Stored dataset items:
* * * * * * *

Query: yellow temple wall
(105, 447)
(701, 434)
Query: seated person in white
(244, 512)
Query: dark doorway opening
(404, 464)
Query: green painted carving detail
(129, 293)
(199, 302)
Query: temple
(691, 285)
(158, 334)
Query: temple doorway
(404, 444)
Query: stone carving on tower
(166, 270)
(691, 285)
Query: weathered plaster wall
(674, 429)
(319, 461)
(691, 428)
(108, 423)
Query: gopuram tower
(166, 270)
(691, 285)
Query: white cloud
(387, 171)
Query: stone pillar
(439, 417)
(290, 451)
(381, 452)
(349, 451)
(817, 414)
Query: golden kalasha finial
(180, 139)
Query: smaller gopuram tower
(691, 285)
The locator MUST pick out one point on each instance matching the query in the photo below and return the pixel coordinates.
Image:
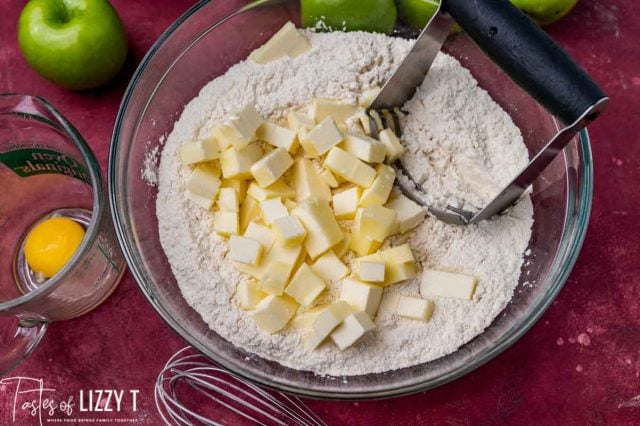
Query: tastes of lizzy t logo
(26, 396)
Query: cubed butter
(409, 213)
(349, 167)
(289, 231)
(288, 41)
(330, 268)
(364, 147)
(361, 296)
(329, 178)
(278, 136)
(351, 330)
(345, 203)
(415, 308)
(371, 270)
(249, 212)
(378, 192)
(228, 200)
(308, 182)
(240, 128)
(305, 286)
(375, 221)
(226, 223)
(245, 250)
(271, 167)
(274, 312)
(237, 164)
(321, 138)
(392, 145)
(323, 231)
(273, 209)
(278, 189)
(447, 284)
(275, 277)
(249, 294)
(204, 181)
(339, 111)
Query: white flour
(461, 142)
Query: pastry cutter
(527, 55)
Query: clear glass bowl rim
(575, 229)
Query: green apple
(350, 15)
(78, 44)
(545, 12)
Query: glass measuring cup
(47, 170)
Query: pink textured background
(579, 365)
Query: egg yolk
(51, 243)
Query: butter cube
(371, 271)
(323, 231)
(204, 181)
(275, 278)
(298, 121)
(326, 321)
(305, 286)
(378, 192)
(345, 203)
(322, 138)
(228, 200)
(330, 268)
(308, 182)
(195, 152)
(237, 164)
(261, 234)
(274, 312)
(240, 128)
(249, 211)
(278, 189)
(226, 223)
(271, 167)
(447, 284)
(389, 303)
(329, 178)
(392, 145)
(289, 231)
(361, 296)
(278, 136)
(375, 221)
(245, 250)
(339, 111)
(409, 213)
(273, 209)
(349, 167)
(239, 185)
(363, 244)
(366, 98)
(205, 203)
(351, 330)
(288, 41)
(364, 147)
(249, 294)
(415, 308)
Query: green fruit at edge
(77, 44)
(377, 16)
(545, 12)
(417, 13)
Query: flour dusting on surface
(460, 144)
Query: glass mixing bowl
(202, 45)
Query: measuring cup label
(35, 161)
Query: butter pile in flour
(291, 164)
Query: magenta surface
(580, 364)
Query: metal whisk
(189, 383)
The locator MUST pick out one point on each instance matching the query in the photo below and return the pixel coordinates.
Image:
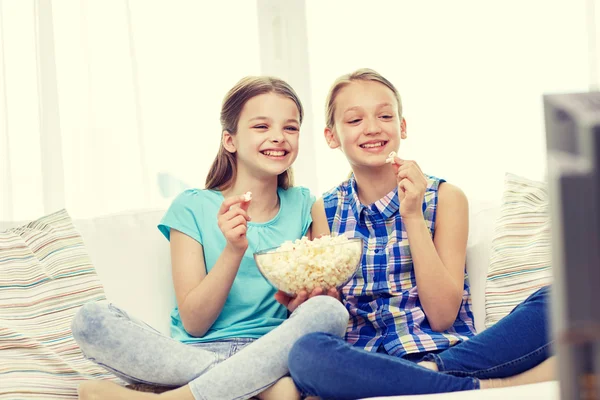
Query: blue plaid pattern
(382, 298)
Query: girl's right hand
(233, 222)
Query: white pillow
(132, 259)
(520, 253)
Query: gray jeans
(136, 352)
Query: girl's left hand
(411, 188)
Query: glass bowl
(308, 266)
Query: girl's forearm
(204, 303)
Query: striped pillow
(520, 250)
(45, 276)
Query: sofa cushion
(520, 253)
(482, 222)
(45, 276)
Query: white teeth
(274, 153)
(369, 145)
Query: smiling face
(266, 141)
(367, 125)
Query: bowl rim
(271, 250)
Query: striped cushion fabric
(520, 250)
(45, 276)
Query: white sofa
(132, 260)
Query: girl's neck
(265, 201)
(374, 183)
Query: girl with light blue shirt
(224, 304)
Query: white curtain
(114, 105)
(471, 73)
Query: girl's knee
(89, 322)
(307, 351)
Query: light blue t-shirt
(250, 310)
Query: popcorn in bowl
(325, 262)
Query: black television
(572, 123)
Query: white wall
(471, 74)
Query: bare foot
(283, 389)
(105, 390)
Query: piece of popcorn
(391, 158)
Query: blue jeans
(326, 366)
(229, 369)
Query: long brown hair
(223, 169)
(363, 74)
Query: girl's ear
(331, 138)
(228, 143)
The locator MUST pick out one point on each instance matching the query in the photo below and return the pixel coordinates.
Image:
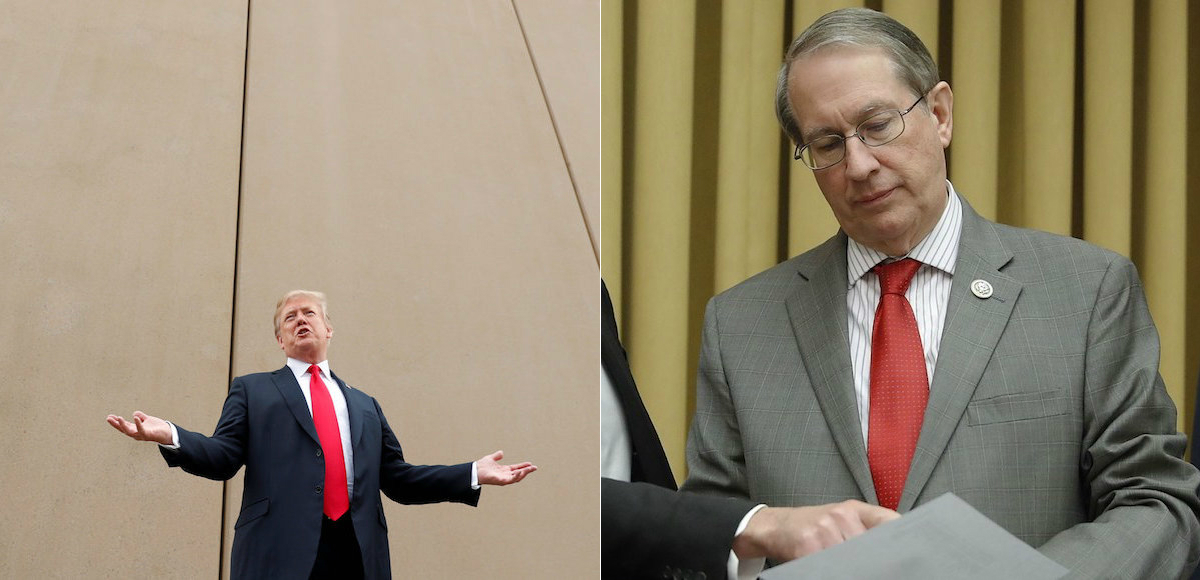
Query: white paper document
(945, 538)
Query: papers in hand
(945, 538)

* * * * * * *

### INSTRUCTIONS FOR THE TASK
Would you return the entries verbatim, minus any images?

### EXERCISE RESULT
Query: yellow temple wall
(105, 447)
(701, 434)
Query: seated person in white
(244, 512)
Query: dark doorway opening
(404, 464)
Query: green painted carving detail
(129, 293)
(199, 302)
Query: temple
(691, 285)
(158, 334)
Query: temple doorway
(404, 444)
Query: stone carving on tower
(166, 270)
(691, 285)
Query: weathered plaster wall
(674, 429)
(319, 461)
(691, 428)
(108, 423)
Query: gopuram tower
(166, 270)
(691, 285)
Query: white cloud
(387, 171)
Query: stone pillar
(439, 417)
(290, 451)
(381, 452)
(349, 451)
(817, 414)
Query: golden kalasha finial
(180, 139)
Query: smaller gopuram tower
(691, 285)
The locator MUST pick out one point on each instance matching the query in the photo below and return the pixel coordinates.
Image:
Query: tastes of lizzy t logo
(26, 396)
Query: cubed butter
(409, 213)
(349, 167)
(289, 231)
(288, 41)
(330, 268)
(364, 147)
(361, 296)
(329, 178)
(278, 136)
(351, 330)
(345, 203)
(415, 308)
(371, 270)
(249, 212)
(378, 192)
(228, 200)
(308, 182)
(240, 128)
(305, 286)
(375, 221)
(226, 223)
(245, 250)
(271, 167)
(274, 312)
(237, 164)
(321, 138)
(392, 145)
(323, 231)
(273, 209)
(278, 189)
(447, 284)
(275, 277)
(249, 294)
(204, 181)
(339, 111)
Query: white flour
(461, 142)
Query: pastry cutter
(527, 55)
Query: clear glass bowl rim
(575, 229)
Query: green apple
(350, 15)
(78, 44)
(545, 12)
Query: glass measuring cup
(47, 170)
Query: pink textured background
(579, 365)
Query: egg yolk
(51, 243)
Query: butter cube
(371, 271)
(323, 231)
(204, 181)
(275, 278)
(298, 121)
(326, 321)
(305, 286)
(378, 192)
(345, 203)
(322, 138)
(228, 200)
(330, 268)
(308, 182)
(195, 152)
(237, 164)
(261, 234)
(274, 312)
(240, 128)
(249, 211)
(278, 189)
(226, 223)
(271, 167)
(447, 284)
(389, 303)
(329, 178)
(392, 145)
(289, 231)
(361, 296)
(278, 136)
(375, 221)
(245, 250)
(339, 111)
(409, 213)
(273, 209)
(349, 167)
(239, 185)
(363, 244)
(366, 98)
(205, 203)
(351, 330)
(288, 41)
(364, 147)
(249, 294)
(415, 308)
Query: green fruit at edge
(77, 44)
(377, 16)
(545, 12)
(417, 13)
Query: flour dusting on surface
(460, 144)
Query: glass mixing bowl
(202, 45)
Query: measuring cup label
(35, 161)
Query: butter pile in flour
(291, 164)
Query: magenta surface
(580, 364)
Query: metal whisk
(189, 383)
The locator MUST pick out one point on each instance matching the query in the photo below and return the pixel coordinates.
Image:
Query: blue plaid pattern
(382, 298)
Query: girl's right hand
(233, 222)
Query: white pillow
(132, 259)
(520, 253)
Query: gray jeans
(136, 352)
Query: girl's left hand
(411, 188)
Query: glass bowl
(308, 266)
Query: girl's forearm
(204, 303)
Query: striped pillow
(520, 250)
(45, 276)
Query: sofa cushion
(520, 253)
(482, 222)
(45, 276)
Query: white teeth
(274, 153)
(369, 145)
Query: smiling face
(266, 141)
(367, 125)
Query: bowl rim
(271, 250)
Query: striped cushion fabric
(520, 250)
(45, 276)
Query: white sofa
(132, 260)
Query: girl's neck
(265, 201)
(374, 183)
Query: girl with light blue shirt
(224, 304)
Query: white curtain
(114, 105)
(471, 73)
Query: girl's knee
(89, 322)
(307, 351)
Query: light blue t-shirt
(250, 310)
Query: popcorn in bowl
(325, 262)
Query: black television
(572, 123)
Query: white wall
(471, 74)
Query: bare foot
(283, 389)
(105, 390)
Query: piece of popcorn
(391, 158)
Query: blue jeans
(326, 366)
(229, 369)
Query: long brown hair
(223, 169)
(363, 74)
Query: girl's ear
(331, 138)
(228, 143)
The locator MUST pick out one point on each instance matching the query in the photo below and return the pixel coordinates.
Image:
Query: white paper document
(945, 538)
Query: papers in hand
(945, 538)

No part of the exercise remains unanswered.